Written problem 1: Return the entries unchanged, from the line with "point: sun-lit hill" to the line with "column 166, row 939", both lines included.

Provided text:
******************************

A full description of the package is provided in:
H.J. Woltring (1986), A FORTRAN package for generalized,
cross-validatory spline smoothing and differentiation.
Advances in Engineering Software 8(2):104-113
Meaning of parameters:
X(N,1) Independent variables: strictly increasing knot
sequence, with X(I-1).lt.X(I), I=2,...,N.
Y(N,K) Input data to be smoothed (or interpolated).
XF(NF,1)Points where the function should be approximated.
WX(N,1) Weight factor array; WX(I) corresponds with
the relative inverse variance of point Y(I,*).
If no relative weighting information is
available, the WX(I) should be set to ONE.
All WX(I).gt.ZERO, I=1,...,N.
WY(1,K) Weight factor array; WY(J) corresponds with
the relative inverse variance of point Y(*,J).
If no relative weighting information is
available, the WY(J) should be set to ONE.
All WY(J).gt.ZERO, J=1,...,K.
NB: The effective weight for point Y(I,J) is
equal to WX(I)*WY(J).
M Half order of the required B-splines (spline
degree 2*M-1), with M.gt.0. The values M =
1,2,3,4 correspond to linear, cubic, quintic,
and heptic splines, respectively. N.ge.2*M.
MD Optimization mode switch:
|MD| = 1: Prior given value for p in VAL
(VAL.ge.ZERO). This is the fastest
use of GCVSPL, since no iteration
is performed in p.

******************************

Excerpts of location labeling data
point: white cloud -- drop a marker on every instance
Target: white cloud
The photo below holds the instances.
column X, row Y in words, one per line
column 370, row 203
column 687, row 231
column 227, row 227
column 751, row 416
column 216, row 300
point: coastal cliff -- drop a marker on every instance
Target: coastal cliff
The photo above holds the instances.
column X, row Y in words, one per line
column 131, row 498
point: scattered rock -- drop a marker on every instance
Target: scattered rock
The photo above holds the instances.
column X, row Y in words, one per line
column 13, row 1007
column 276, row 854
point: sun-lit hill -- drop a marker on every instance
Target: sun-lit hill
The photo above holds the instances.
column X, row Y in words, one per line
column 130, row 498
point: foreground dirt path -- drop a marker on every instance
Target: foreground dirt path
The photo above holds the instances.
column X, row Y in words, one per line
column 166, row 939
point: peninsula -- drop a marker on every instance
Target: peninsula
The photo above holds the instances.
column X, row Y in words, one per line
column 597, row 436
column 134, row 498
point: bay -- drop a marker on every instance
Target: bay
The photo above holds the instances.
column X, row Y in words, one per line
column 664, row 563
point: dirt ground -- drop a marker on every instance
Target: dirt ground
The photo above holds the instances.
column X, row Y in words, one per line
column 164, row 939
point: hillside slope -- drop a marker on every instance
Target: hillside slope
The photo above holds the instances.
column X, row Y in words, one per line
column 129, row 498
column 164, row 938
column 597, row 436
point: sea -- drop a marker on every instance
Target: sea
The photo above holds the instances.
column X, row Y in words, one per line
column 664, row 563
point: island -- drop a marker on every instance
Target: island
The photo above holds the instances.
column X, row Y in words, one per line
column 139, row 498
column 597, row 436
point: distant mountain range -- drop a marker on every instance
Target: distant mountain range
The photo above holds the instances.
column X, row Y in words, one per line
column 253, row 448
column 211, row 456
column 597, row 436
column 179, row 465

******************************

Written problem 2: Translate this sentence from the FORTRAN spline package description into Spanish: "If no relative weighting information is available, the WX(I) should be set to ONE."

Complete answer 1:
point: sun-lit hill -- drop a marker on every instance
Target: sun-lit hill
The photo above holds the instances.
column X, row Y in words, one per line
column 130, row 498
point: foreground dirt path -- drop a marker on every instance
Target: foreground dirt path
The photo above holds the instances.
column X, row Y in words, one per line
column 166, row 939

Complete answer 2: Si no se dispone de información de ponderación relativa, WX(I) debe fijarse en ONE.